GIVEN REQUEST -
Below are some records; reproduce every one of them exactly.

MATERIALS PROVIDED -
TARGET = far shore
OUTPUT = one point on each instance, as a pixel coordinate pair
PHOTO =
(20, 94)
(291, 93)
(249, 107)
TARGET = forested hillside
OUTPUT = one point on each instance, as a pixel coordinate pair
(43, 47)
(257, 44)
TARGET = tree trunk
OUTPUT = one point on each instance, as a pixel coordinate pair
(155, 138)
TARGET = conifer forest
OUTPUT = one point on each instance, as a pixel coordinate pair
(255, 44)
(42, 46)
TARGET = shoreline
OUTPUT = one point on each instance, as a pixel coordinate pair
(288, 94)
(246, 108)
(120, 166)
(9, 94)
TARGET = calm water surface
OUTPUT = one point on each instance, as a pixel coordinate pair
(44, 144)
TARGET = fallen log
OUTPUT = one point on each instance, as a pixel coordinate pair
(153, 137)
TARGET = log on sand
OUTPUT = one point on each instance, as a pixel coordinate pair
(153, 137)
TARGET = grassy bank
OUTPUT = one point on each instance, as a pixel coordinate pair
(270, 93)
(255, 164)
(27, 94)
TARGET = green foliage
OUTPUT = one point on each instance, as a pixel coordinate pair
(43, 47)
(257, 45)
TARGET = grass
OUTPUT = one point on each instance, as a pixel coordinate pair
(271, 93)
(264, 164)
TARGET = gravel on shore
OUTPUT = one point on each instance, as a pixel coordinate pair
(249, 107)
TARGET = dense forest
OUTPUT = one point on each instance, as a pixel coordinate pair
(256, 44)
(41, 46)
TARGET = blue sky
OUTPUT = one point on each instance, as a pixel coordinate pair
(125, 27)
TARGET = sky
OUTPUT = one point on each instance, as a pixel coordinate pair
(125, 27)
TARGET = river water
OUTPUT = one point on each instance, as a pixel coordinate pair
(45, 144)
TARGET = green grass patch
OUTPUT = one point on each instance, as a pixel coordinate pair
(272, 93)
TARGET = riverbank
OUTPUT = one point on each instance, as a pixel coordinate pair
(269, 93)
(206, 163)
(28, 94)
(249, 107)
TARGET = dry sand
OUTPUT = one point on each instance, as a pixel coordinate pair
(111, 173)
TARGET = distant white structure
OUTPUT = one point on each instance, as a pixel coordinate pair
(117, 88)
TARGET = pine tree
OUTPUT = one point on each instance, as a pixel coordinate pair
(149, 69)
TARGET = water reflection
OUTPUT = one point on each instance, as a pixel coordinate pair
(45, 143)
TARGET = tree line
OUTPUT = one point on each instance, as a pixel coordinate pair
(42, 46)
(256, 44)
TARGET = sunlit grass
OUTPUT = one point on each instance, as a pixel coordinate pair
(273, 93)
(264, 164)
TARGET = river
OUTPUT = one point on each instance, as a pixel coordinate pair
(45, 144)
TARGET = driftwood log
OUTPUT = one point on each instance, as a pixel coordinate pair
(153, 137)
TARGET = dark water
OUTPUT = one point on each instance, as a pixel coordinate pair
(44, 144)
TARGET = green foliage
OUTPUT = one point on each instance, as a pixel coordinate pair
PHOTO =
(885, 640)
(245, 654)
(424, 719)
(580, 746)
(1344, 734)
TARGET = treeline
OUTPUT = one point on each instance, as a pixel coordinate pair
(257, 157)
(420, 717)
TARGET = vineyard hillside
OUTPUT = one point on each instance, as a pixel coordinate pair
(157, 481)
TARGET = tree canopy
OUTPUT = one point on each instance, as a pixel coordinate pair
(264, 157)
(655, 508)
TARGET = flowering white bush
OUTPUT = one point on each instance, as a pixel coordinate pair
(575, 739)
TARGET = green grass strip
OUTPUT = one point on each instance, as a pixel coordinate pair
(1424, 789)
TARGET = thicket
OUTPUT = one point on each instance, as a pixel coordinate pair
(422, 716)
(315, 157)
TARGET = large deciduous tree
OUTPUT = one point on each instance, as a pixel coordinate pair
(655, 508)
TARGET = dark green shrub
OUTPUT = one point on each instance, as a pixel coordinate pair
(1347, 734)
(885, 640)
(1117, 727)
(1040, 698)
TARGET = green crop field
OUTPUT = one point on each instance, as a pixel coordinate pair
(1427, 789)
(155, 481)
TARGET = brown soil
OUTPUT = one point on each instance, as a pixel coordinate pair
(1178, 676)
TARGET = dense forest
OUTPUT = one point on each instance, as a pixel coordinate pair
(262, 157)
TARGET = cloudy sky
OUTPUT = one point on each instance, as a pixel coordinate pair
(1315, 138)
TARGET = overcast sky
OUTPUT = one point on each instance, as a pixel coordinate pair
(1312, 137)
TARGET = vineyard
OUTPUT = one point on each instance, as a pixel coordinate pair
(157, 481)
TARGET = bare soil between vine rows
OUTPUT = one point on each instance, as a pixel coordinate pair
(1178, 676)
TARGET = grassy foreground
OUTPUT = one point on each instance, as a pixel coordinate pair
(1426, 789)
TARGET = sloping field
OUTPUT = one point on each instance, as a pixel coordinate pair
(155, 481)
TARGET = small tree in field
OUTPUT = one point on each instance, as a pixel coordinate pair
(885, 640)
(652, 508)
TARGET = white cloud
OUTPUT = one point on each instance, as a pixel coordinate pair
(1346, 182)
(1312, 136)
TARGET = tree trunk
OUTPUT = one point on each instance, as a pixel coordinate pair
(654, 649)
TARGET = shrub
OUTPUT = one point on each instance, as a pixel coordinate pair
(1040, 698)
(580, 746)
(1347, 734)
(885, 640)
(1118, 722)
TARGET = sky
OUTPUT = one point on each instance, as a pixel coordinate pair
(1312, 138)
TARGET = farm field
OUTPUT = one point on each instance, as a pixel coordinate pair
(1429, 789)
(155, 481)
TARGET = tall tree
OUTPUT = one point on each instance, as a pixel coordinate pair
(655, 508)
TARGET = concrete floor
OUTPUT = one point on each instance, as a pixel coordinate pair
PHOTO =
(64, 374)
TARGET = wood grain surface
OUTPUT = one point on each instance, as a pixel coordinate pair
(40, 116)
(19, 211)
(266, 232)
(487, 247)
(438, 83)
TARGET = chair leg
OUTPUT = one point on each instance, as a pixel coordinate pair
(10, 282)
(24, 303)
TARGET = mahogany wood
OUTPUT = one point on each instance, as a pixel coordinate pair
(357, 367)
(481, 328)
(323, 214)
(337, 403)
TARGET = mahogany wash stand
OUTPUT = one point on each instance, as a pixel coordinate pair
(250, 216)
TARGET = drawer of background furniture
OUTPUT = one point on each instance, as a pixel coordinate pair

SOLUTION TO THE PROBLEM -
TARGET = far shore
OUTPUT = one point on each instance, as a pixel coordinate pair
PHOTO =
(20, 94)
(291, 93)
(249, 107)
TARGET = forested hillside
OUTPUT = one point on each instance, as a pixel coordinate pair
(43, 47)
(257, 44)
TARGET = tree trunk
OUTPUT = one point on each instance, as a pixel coordinate pair
(155, 138)
TARGET = conifer forest
OUTPUT = one point on each instance, as a pixel coordinate pair
(255, 44)
(42, 46)
TARGET = shoreline
OUTPUT = one point on each instance, as a pixel coordinate pair
(288, 94)
(246, 108)
(120, 166)
(9, 94)
TARGET = calm water surface
OUTPUT = one point on each instance, as a pixel coordinate pair
(44, 144)
TARGET = fallen log
OUTPUT = one point on each instance, as a pixel coordinate pair
(153, 137)
TARGET = log on sand
OUTPUT = one point on each instance, as a pixel coordinate pair
(153, 137)
TARGET = grassy bank
OUTPUT = one point on each instance, as a pixel coordinate pair
(270, 93)
(255, 164)
(27, 94)
TARGET = green foliage
OUTPUT = one point on each instance, as a pixel coordinate pair
(43, 47)
(257, 45)
TARGET = grass
OUTPUT = one point on each instance, as a pixel coordinate pair
(271, 93)
(264, 164)
TARGET = gravel on shore
OUTPUT = one point on each instance, as a pixel coordinate pair
(249, 107)
TARGET = dense forest
OUTPUT = one point on each instance, as a pixel coordinate pair
(256, 44)
(41, 46)
TARGET = blue sky
OUTPUT = one point on each instance, as a pixel coordinate pair
(125, 27)
TARGET = sky
OUTPUT = one point on each instance, as a pixel coordinate pair
(125, 27)
TARGET = river water
OUTPUT = one point on each instance, as a pixel coordinate pair
(45, 144)
TARGET = green grass patch
OUTPUT = one point on each instance, as a pixel coordinate pair
(272, 93)
TARGET = riverbank
OUTPUT = one point on each instance, as a pixel coordinate pair
(269, 93)
(206, 163)
(28, 94)
(249, 107)
TARGET = dry sand
OUTPUT = one point on each instance, as a pixel coordinate pair
(111, 173)
TARGET = distant white structure
OUTPUT = one point on each instance, as a pixel coordinate pair
(117, 88)
TARGET = pine tree
OUTPUT = one point on each instance, as a pixel coordinate pair
(149, 69)
TARGET = water reflection
OUTPUT = one point on each instance, as a pixel coordinate pair
(45, 143)
TARGET = tree line
OUTPUT = one point on each instance, as a pixel coordinate pair
(42, 46)
(256, 44)
TARGET = sunlit grass
OUTPUT = one point on each instance, as a pixel coordinate pair
(273, 93)
(264, 164)
TARGET = river
OUTPUT = one point on each instance, as a pixel coordinate pair
(45, 144)
TARGET = driftwood log
OUTPUT = one point on each instance, as a pixel coordinate pair
(153, 137)
TARGET = dark water
OUTPUT = one point on each instance, as a pixel coordinate pair
(44, 144)
TARGET = green foliage
OUTPUT = one point on each instance, as a pixel coordinate pair
PHOTO =
(885, 640)
(245, 654)
(424, 719)
(580, 746)
(1344, 734)
TARGET = treeline
OUTPUT = one point on each instance, as a pixel coordinate pair
(257, 157)
(420, 717)
TARGET = vineyard hillside
OUTPUT = one point on each instance, as a pixel coordinate pair
(157, 481)
TARGET = tree canopy
OUTPUT = one point on each instance, as a pixel coordinate pair
(264, 157)
(655, 508)
TARGET = flowering white bush
OUTPUT = one point on each instance, as a pixel coordinate pair
(575, 739)
TARGET = green grass strip
OUTPUT = one point on each instance, as a pixel coordinate pair
(1424, 789)
TARGET = thicket
OUTPUT = one point on each instance, as a pixel coordinate pair
(422, 716)
(315, 157)
TARGET = large deciduous tree
OUTPUT = one point on each instance, as a pixel coordinate pair
(655, 508)
TARGET = dark green shrub
OUTPUT = one point on each instance, as a pixel coordinate pair
(1347, 734)
(885, 640)
(1117, 727)
(1040, 698)
TARGET = green crop field
OUTPUT = one point on each instance, as a pixel coordinate pair
(1427, 789)
(155, 481)
TARGET = brown soil
OUTPUT = one point on each instance, as a pixel coordinate pair
(1178, 676)
TARGET = dense forest
OUTPUT = one point on each instance, as a pixel coordinate pair
(262, 157)
TARGET = cloudy sky
OUTPUT = one point on each instance, as a pixel coordinate pair
(1315, 138)
TARGET = overcast sky
OUTPUT = one point on each instance, as a pixel coordinate pair
(1312, 137)
TARGET = vineyard
OUTPUT = one point on each instance, as a pixel coordinate pair
(157, 481)
TARGET = bare soil between vine rows
OUTPUT = one point on each instance, as a pixel coordinate pair
(1178, 676)
TARGET = grassy foreground
OUTPUT = one point on each instance, as a pixel coordinate pair
(1426, 789)
TARGET = sloping field
OUTPUT = one point on each instance, as a pixel coordinate pair
(155, 481)
TARGET = small tree in field
OUTPUT = one point on each instance, as a pixel coordinate pair
(885, 640)
(652, 508)
TARGET = white cloud
OUTPUT = one point on each instance, as a pixel coordinate pair
(1346, 182)
(1312, 136)
TARGET = tree trunk
OUTPUT = one point on each instance, as a pixel coordinate pair
(654, 649)
TARGET = shrub
OUTPUT = one point on each instance, as a pixel coordinate pair
(1040, 698)
(580, 746)
(1347, 734)
(885, 640)
(1118, 722)
TARGET = sky
OUTPUT = one point on each instance, as a pixel coordinate pair
(1312, 138)
TARGET = farm field
OUTPUT = one point on each instance, as a pixel coordinate pair
(1429, 789)
(155, 481)
TARGET = tall tree
OUTPUT = one point on each instance, as a pixel coordinate pair
(655, 508)
TARGET = concrete floor
OUTPUT = one point on each instance, as a pixel coordinate pair
PHOTO =
(64, 374)
TARGET = wood grain surface
OUTPUT = one point on each instance, as a pixel coordinate pair
(40, 116)
(19, 211)
(266, 232)
(487, 247)
(438, 83)
TARGET = chair leg
OUTPUT = one point on each instance, as a pixel coordinate pair
(10, 282)
(24, 303)
TARGET = mahogany wood
OUTPUT = one point on each instance, as a pixel coordinate pair
(357, 367)
(481, 328)
(323, 214)
(337, 403)
TARGET = mahogany wash stand
OUTPUT = one point on each instance, as a pixel coordinate pair
(250, 216)
TARGET = drawer of background furniture
OUTPUT = one point on each instance, as a pixel coordinate pair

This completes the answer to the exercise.